WHAT IS REQUIRED:
Copy out the material from the line with "Where is each instance of the dirt" up to and including the line with "point(71, 214)", requests included. Scale every coordinate in the answer points by 1.7 and round to whole numbers with halves going up, leaving the requests and their sample points unchanged and leaving the pictures out.

Pointing records

★ ★ ★ ★ ★ ★ ★

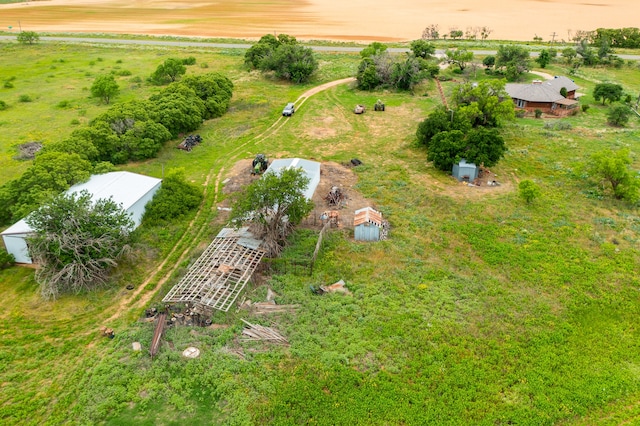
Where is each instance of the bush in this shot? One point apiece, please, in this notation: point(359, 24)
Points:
point(529, 191)
point(6, 260)
point(618, 115)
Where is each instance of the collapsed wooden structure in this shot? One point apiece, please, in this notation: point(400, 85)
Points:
point(216, 279)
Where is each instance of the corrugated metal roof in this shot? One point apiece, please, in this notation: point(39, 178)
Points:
point(367, 215)
point(125, 188)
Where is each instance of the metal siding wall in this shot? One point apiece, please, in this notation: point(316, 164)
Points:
point(17, 246)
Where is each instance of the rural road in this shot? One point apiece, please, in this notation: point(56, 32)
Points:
point(241, 45)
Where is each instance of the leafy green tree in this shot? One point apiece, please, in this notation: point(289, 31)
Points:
point(170, 70)
point(489, 61)
point(275, 204)
point(49, 175)
point(373, 49)
point(422, 49)
point(544, 58)
point(178, 108)
point(292, 62)
point(214, 89)
point(367, 76)
point(105, 87)
point(586, 52)
point(618, 115)
point(28, 37)
point(569, 54)
point(613, 168)
point(175, 198)
point(485, 103)
point(406, 74)
point(529, 191)
point(459, 57)
point(446, 148)
point(76, 242)
point(607, 92)
point(441, 120)
point(514, 59)
point(484, 146)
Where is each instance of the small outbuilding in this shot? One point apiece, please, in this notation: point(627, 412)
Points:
point(367, 224)
point(465, 171)
point(130, 190)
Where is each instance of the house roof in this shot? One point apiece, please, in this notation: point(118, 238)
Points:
point(125, 188)
point(536, 92)
point(545, 91)
point(367, 215)
point(560, 81)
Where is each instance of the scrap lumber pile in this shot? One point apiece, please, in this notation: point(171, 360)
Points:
point(256, 332)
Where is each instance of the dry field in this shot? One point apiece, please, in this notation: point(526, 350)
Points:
point(359, 20)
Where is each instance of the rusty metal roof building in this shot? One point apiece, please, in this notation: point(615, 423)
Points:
point(367, 215)
point(220, 274)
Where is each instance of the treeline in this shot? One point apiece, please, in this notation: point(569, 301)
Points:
point(130, 131)
point(617, 37)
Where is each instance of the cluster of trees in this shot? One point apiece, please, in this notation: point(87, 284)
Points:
point(470, 129)
point(510, 60)
point(76, 241)
point(617, 37)
point(380, 69)
point(275, 204)
point(284, 56)
point(432, 32)
point(130, 131)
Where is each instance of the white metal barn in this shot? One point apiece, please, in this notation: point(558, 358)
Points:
point(311, 169)
point(130, 190)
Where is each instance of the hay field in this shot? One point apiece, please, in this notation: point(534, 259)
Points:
point(357, 20)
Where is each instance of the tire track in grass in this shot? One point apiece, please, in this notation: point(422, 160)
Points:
point(137, 300)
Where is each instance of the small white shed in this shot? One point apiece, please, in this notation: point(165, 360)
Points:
point(367, 224)
point(130, 190)
point(465, 171)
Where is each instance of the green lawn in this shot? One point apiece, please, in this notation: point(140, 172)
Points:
point(479, 309)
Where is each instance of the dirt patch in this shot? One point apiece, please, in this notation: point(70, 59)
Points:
point(331, 174)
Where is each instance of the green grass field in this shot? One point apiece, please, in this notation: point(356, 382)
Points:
point(479, 309)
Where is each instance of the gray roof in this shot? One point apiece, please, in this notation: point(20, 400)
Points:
point(545, 91)
point(536, 92)
point(560, 81)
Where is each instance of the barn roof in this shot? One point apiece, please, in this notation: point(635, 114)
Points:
point(125, 188)
point(367, 215)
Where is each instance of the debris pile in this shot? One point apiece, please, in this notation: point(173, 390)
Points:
point(256, 332)
point(189, 142)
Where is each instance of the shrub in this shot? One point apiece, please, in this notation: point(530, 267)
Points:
point(528, 190)
point(175, 198)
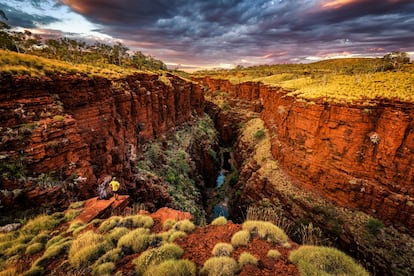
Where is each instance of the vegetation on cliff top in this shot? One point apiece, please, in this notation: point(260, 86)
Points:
point(341, 80)
point(46, 245)
point(13, 63)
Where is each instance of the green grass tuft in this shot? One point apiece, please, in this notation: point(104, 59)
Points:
point(168, 224)
point(109, 224)
point(87, 247)
point(184, 225)
point(318, 260)
point(173, 268)
point(137, 240)
point(156, 256)
point(240, 238)
point(266, 230)
point(223, 266)
point(247, 258)
point(104, 269)
point(34, 248)
point(116, 234)
point(219, 221)
point(222, 249)
point(274, 254)
point(137, 221)
point(71, 214)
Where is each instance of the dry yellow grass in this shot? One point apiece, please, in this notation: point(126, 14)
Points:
point(24, 64)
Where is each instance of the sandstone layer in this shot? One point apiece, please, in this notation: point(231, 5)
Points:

★ ★ ★ ★ ★ ★ ★

TASK RESPONSE:
Where is each instance of the dirt patch in this shot? One point apiece, please, in this notation: point(70, 59)
Points:
point(563, 296)
Where is each instance of the green grass field in this shot? One point apiece, please, in this notation: point(356, 382)
Points:
point(814, 525)
Where is each instance of the gray roof in this shot? One point apiece, please, in this notation: point(20, 400)
Points:
point(927, 155)
point(911, 156)
point(952, 138)
Where is each instance of the barn roof in this shot? One point apiece, please, in this notation: point(635, 114)
Points:
point(213, 320)
point(624, 366)
Where is each instance of the debris pile in this shot? One point apiece, please, in this notation: point(173, 390)
Points:
point(435, 564)
point(321, 241)
Where is each instance of the shrub in this shot? One point apiece, please, in this notation: point(530, 267)
Points:
point(898, 323)
point(298, 337)
Where is each instance of the vegetation on cliff top in this shot? One point apiece, please, in this notation: point(260, 86)
Points:
point(580, 136)
point(78, 417)
point(22, 107)
Where is each instance of the green grass tuft in this shot? One point apiece, please, in this notation: point(104, 59)
Points:
point(286, 381)
point(185, 381)
point(148, 420)
point(313, 383)
point(541, 442)
point(294, 456)
point(233, 408)
point(265, 435)
point(408, 405)
point(452, 391)
point(379, 452)
point(420, 439)
point(177, 457)
point(58, 422)
point(197, 398)
point(372, 376)
point(377, 423)
point(466, 432)
point(233, 376)
point(121, 364)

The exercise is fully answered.